### AIM
Reproduce every line of the data below, including the requests, and shift each coordinate in the answers by -110. The requests and their format samples remain unchanged.

### GIVEN ENTRIES
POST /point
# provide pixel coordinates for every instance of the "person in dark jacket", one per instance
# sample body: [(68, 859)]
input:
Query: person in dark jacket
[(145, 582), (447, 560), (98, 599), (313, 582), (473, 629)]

### SOLUTION FOR THIS TASK
POST /point
# provide pixel coordinates for every instance of the "person in dark jacket", one per instance
# sample body: [(68, 859)]
input:
Query: person in dark jacket
[(35, 472), (337, 450), (-12, 489), (203, 472), (363, 519)]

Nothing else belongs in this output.